• **Problem details**: Please copy the lines below exactly, from the first one through the line showing "of the sponsor".

• **Data for the task**:
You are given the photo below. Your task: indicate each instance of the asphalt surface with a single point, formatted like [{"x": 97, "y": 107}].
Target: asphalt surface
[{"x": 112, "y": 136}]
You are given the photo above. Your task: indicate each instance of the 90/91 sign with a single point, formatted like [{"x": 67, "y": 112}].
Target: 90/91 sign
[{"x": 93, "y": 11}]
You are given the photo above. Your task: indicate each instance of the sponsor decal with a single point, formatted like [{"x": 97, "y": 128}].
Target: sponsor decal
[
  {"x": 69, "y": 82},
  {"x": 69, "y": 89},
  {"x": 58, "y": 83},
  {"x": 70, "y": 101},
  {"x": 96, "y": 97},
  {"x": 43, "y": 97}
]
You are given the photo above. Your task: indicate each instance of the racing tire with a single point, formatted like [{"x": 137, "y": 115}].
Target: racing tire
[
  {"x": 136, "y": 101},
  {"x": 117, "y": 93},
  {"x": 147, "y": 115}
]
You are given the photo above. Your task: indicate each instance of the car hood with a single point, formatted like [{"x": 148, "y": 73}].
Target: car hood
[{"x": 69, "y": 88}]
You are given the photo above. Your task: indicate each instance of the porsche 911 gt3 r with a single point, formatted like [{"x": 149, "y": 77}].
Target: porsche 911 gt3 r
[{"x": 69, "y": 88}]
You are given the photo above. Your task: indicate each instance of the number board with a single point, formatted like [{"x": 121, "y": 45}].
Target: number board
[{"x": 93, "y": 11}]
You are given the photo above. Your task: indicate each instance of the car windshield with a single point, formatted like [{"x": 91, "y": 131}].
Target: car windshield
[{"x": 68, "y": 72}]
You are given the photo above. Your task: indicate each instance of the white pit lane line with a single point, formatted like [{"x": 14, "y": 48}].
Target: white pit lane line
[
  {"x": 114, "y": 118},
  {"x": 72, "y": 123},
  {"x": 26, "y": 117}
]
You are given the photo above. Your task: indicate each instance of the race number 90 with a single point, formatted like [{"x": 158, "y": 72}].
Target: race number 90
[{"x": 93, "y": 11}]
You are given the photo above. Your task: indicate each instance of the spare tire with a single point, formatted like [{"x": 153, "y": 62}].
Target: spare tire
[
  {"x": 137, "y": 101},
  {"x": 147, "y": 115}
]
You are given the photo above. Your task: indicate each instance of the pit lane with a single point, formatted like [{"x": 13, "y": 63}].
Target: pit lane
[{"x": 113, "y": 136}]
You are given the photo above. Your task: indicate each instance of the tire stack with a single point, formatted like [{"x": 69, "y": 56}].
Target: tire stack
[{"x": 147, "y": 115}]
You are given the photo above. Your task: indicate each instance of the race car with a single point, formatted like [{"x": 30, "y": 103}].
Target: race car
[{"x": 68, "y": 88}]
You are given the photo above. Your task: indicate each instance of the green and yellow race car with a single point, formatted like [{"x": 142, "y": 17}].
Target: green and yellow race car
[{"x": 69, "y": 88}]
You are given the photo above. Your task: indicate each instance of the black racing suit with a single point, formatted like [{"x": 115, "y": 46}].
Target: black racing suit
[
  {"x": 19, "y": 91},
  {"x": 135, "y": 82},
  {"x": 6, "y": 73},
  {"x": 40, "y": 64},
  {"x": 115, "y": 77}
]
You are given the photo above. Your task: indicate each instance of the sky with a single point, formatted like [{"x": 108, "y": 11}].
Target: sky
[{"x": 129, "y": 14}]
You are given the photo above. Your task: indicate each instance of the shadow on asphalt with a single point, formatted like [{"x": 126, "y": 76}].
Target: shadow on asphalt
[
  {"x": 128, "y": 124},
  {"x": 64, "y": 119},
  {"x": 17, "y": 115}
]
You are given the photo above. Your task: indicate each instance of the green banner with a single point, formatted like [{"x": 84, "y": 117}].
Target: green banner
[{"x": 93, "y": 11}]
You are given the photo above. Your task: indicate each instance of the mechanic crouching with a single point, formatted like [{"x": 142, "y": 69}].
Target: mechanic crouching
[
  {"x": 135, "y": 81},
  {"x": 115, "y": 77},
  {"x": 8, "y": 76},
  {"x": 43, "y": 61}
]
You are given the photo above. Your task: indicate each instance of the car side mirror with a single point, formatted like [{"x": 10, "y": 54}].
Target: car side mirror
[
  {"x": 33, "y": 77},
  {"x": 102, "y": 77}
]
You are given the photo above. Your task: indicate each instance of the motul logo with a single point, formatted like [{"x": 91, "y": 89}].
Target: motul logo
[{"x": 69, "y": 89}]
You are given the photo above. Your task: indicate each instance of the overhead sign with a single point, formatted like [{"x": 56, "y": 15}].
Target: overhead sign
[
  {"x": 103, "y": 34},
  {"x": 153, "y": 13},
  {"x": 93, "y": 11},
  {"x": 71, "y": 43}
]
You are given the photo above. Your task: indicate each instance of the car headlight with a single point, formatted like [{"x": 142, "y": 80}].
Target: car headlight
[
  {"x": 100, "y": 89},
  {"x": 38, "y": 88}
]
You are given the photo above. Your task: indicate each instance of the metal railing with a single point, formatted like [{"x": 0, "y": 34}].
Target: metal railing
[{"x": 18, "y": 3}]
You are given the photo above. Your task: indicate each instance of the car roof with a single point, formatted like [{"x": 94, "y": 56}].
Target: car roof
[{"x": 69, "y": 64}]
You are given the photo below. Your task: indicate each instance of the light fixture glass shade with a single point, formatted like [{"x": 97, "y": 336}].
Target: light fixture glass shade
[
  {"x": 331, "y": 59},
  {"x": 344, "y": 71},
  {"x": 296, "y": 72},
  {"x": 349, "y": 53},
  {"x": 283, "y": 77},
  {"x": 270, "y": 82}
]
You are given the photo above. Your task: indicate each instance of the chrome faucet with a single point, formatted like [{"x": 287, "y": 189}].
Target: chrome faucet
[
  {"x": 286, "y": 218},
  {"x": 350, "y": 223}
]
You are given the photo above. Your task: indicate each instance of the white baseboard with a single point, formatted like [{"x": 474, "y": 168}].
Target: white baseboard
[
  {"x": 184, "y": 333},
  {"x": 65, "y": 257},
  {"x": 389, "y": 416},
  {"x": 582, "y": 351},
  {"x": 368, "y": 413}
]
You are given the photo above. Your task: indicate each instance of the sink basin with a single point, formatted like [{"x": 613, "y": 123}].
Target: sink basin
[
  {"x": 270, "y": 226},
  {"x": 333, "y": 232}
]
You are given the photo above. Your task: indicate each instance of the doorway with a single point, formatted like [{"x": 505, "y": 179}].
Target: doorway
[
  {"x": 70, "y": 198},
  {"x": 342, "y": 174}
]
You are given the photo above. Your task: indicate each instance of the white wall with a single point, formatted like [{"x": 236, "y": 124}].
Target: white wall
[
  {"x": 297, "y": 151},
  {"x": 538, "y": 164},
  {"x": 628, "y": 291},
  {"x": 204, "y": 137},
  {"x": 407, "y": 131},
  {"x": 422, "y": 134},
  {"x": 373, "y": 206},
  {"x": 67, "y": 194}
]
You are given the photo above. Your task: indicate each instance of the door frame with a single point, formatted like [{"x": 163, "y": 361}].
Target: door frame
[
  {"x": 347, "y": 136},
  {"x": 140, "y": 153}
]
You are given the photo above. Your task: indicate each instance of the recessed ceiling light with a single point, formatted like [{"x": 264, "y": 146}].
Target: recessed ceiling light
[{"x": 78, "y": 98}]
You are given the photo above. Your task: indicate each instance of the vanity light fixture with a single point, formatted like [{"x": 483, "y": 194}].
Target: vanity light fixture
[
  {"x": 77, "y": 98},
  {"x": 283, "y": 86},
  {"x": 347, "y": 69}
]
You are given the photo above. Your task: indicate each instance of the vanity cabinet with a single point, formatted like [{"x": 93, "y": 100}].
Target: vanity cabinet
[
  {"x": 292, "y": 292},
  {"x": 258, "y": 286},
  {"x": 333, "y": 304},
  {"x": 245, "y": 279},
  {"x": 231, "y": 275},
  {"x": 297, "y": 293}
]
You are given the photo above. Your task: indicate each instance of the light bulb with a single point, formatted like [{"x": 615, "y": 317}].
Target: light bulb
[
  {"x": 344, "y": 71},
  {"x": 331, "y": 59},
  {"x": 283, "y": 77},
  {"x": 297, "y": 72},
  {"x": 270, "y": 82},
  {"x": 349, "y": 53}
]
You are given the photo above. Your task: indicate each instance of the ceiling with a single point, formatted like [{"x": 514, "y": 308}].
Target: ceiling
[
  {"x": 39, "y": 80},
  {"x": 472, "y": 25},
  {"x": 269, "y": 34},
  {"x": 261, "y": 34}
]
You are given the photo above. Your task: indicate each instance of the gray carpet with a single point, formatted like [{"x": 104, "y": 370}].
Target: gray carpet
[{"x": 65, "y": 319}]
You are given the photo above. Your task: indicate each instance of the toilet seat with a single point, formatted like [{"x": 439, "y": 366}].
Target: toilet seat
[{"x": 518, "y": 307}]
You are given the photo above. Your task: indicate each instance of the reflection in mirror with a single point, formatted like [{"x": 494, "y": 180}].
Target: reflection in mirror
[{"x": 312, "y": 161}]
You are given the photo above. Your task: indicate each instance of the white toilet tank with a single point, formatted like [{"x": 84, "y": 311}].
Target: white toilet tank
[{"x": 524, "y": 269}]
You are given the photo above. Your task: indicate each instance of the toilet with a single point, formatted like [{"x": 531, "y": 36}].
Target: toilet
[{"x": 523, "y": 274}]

• **Task result**:
You are given the photo below. Your task: indicate each instance of the asphalt surface with a single point, formatted like [{"x": 97, "y": 107}].
Target: asphalt surface
[{"x": 112, "y": 136}]
You are given the photo above. Your task: indicate each instance of the 90/91 sign with a single point, formatted like [{"x": 67, "y": 112}].
Target: 90/91 sign
[{"x": 93, "y": 11}]
You are given the photo above. Your task: indicate each instance of the sponsor decal with a single point, formatted like [{"x": 97, "y": 128}].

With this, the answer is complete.